#### AVAILABLE DATA
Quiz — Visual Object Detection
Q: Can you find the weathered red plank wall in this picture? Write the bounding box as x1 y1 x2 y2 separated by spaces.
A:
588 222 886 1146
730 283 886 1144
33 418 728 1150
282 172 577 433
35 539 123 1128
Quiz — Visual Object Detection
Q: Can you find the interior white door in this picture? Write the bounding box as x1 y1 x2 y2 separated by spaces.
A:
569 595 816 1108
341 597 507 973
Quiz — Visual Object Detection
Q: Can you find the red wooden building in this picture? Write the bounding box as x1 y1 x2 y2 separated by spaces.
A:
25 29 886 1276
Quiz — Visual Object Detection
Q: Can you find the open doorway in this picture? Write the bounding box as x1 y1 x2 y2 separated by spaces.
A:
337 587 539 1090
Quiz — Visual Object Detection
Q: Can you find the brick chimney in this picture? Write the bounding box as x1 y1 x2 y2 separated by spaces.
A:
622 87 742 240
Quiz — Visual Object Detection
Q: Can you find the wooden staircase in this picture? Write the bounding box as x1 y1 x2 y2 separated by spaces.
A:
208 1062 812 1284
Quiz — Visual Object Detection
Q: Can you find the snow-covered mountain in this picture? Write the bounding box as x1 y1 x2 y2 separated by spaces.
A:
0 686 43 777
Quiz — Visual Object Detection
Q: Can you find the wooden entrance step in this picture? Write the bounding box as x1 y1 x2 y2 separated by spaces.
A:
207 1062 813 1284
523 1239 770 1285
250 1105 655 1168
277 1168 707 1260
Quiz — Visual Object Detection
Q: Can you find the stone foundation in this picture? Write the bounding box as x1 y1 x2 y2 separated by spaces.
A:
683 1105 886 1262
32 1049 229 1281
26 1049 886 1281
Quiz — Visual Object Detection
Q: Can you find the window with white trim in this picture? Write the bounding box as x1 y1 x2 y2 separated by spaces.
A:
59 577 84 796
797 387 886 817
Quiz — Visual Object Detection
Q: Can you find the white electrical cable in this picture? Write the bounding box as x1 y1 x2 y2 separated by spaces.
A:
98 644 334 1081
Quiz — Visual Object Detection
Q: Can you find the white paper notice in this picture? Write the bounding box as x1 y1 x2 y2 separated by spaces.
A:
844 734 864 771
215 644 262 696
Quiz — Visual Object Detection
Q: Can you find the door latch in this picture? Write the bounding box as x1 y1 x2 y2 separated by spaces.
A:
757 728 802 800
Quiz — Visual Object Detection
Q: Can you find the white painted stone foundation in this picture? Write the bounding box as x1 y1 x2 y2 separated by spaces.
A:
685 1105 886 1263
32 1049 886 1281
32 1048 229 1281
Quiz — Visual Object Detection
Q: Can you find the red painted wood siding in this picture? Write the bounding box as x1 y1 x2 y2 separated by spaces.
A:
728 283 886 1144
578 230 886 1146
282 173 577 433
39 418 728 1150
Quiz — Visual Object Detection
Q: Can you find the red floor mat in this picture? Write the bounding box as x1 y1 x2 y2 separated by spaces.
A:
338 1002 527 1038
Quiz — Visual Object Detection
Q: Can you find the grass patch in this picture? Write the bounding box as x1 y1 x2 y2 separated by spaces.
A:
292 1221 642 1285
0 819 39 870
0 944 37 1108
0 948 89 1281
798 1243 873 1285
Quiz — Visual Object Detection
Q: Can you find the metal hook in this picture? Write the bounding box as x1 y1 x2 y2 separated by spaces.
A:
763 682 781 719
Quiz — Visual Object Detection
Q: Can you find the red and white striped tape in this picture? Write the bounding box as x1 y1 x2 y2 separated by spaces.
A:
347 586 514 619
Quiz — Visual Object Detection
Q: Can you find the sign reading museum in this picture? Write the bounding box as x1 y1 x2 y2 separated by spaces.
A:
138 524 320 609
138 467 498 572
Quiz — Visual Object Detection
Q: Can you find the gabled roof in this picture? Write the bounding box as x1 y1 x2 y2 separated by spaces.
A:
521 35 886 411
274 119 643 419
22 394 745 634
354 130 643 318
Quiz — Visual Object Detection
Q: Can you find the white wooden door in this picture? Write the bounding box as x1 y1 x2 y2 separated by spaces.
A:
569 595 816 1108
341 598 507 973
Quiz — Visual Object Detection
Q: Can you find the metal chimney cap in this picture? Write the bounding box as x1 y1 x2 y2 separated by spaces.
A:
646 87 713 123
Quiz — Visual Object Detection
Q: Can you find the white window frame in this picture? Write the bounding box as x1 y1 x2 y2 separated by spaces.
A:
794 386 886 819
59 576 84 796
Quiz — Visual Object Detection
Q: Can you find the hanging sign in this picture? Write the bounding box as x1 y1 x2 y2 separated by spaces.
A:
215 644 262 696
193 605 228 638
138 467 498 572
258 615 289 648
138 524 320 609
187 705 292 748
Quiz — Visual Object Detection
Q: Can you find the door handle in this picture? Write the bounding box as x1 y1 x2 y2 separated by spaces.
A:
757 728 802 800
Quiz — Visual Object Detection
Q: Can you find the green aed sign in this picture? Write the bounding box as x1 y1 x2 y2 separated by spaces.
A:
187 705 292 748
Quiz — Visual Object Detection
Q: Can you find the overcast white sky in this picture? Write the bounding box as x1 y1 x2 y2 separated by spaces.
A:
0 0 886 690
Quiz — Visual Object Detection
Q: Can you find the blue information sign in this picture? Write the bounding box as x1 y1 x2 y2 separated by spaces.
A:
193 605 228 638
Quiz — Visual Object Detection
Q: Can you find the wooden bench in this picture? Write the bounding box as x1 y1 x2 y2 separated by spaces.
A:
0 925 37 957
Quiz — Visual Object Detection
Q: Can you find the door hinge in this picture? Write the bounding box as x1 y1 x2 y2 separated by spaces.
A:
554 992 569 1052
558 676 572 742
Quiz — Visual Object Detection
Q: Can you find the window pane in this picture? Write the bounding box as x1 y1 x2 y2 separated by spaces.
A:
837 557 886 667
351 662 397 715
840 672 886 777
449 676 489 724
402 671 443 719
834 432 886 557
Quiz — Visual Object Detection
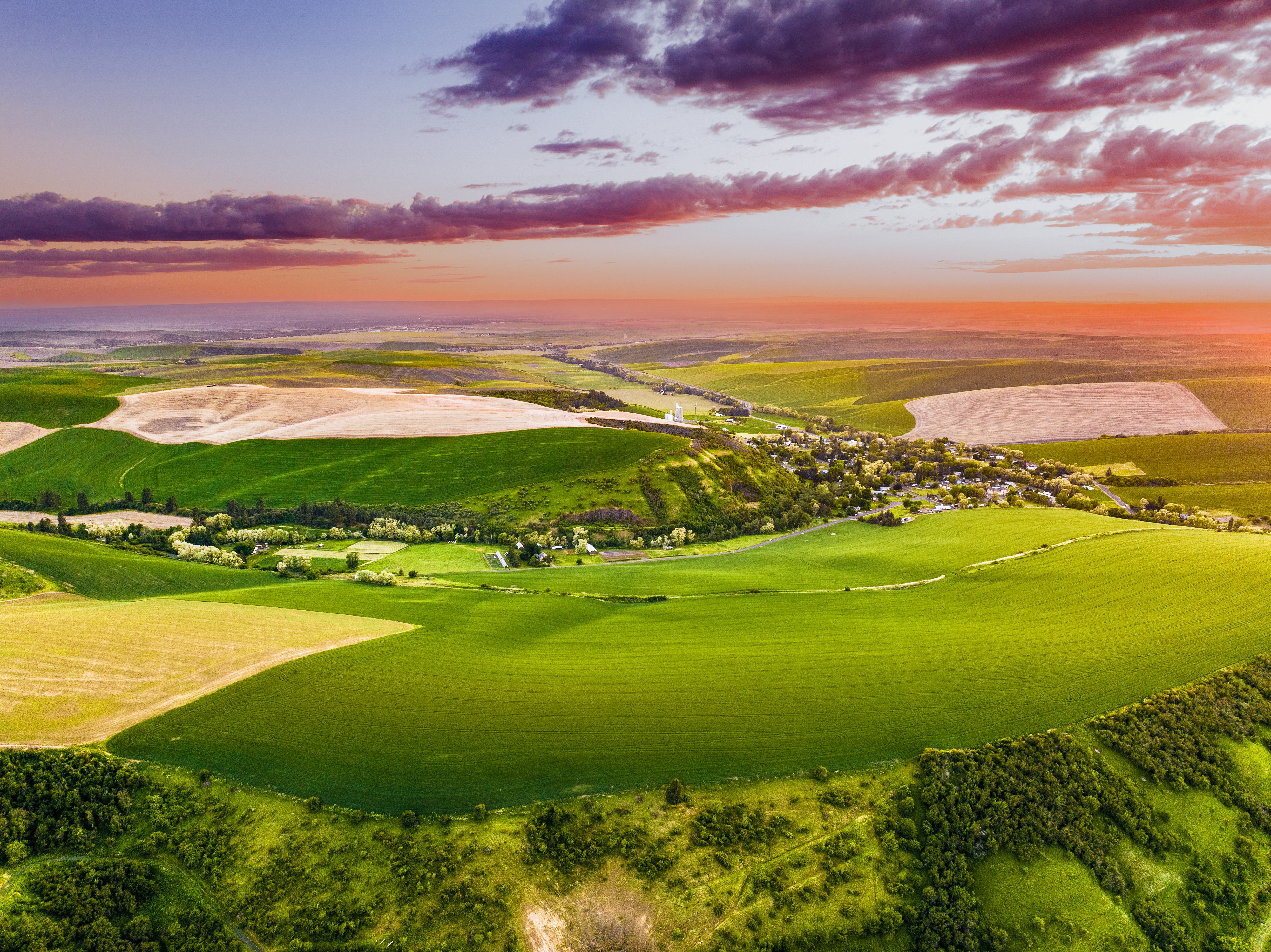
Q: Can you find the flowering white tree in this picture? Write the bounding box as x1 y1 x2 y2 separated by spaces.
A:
########
● **WHAT IS NEEDED**
Copy out every line in the listing above that contains the word "window".

● **THE RESULT**
Q: Can you find the window with white trim in this picture? Write the bounding box as x1 y1 x2 y2 separated by spaces.
Q: Can you find the white window frame in this picture? Write the bounding box as x1 y1 x2 y2 separated by spaces.
Q: Can you find the window pane in this picture? Write the bounding box as x1 y1 x2 y2 separated by spaces.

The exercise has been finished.